*TEXTE FOURNI*:
>>>
Ce n’est pas d’ailleurs que l’arrangement de Don Sanche me paraisse irréprochable. Je crois qu’on aurait pu mieux faire en faisant moins. La pièce originale était trop chargée d’incidens et de personnages ; la pièce actuelle pèche par la sécheresse et par le vide. Corneille avait placé la plus belle scène de la pièce, et une des plus belles du théâtre, celle de la querelle devant la reine, dans le premier acte ; c’était un début plein de mouvement et de grandeur. M. Mégalbe a reporté cette scène au second acte, ce qui est d’un effet bien moins frappant. Je n’ose blâmer le retranchement des deux reines. Cependant il faut convenir que l’amour d’Elvire pour Carlos servait à rehausser encore ce cavalier et mettait en jeu un nouveau et puissant ressort, la jalousie.
<<<
Extraits de données sur le pointage d'objets:
>>>
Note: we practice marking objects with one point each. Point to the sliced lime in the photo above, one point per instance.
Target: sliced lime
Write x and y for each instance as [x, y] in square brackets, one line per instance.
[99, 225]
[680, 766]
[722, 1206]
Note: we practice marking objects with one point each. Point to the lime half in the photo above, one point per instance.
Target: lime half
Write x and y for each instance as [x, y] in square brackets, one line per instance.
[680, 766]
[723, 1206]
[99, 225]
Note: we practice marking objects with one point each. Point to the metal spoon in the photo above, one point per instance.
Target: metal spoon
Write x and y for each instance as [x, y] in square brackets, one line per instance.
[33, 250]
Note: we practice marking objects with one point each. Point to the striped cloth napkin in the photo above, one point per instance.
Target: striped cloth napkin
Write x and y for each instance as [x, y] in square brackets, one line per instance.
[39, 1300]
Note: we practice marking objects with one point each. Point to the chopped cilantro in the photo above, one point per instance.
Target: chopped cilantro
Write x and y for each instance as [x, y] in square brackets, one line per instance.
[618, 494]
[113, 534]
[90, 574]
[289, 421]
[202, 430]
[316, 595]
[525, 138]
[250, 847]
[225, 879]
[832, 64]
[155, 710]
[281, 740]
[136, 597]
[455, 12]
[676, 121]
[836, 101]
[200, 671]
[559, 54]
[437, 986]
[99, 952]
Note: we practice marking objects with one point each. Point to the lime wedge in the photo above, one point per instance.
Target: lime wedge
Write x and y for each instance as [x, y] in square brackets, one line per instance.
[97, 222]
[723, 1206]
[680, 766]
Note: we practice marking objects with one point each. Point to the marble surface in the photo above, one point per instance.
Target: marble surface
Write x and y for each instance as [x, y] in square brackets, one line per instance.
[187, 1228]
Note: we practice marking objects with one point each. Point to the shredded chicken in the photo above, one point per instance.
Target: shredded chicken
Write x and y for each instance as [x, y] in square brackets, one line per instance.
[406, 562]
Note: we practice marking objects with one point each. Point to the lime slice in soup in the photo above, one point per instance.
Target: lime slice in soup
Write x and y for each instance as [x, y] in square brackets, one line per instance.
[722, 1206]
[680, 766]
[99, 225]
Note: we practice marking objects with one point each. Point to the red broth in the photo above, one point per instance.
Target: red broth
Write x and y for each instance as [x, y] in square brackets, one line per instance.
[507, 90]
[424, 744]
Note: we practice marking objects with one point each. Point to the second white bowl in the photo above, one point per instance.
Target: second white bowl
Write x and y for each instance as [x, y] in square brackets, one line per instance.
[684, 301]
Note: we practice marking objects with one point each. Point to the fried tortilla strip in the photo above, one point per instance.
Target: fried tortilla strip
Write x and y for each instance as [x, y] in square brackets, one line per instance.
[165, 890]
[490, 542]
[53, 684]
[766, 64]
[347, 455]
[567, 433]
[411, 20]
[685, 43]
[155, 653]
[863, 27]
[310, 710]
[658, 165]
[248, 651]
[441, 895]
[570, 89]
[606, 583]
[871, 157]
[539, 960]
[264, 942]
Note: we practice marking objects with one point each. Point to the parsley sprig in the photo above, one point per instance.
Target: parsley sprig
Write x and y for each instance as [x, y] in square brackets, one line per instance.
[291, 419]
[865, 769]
<<<
>>>
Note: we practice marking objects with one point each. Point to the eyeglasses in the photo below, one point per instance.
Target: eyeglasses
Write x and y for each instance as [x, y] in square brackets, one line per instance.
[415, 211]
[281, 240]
<<<
>>>
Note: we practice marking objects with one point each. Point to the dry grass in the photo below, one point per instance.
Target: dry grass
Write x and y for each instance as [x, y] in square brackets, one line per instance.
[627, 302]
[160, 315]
<<<
*CONSIGNE*: Selon le texte fourni, dans quel acte M. Mégalbe a-t-il placé la scène de la querelle devant la reine ?

*RÉPONSE*: Dans le second acte.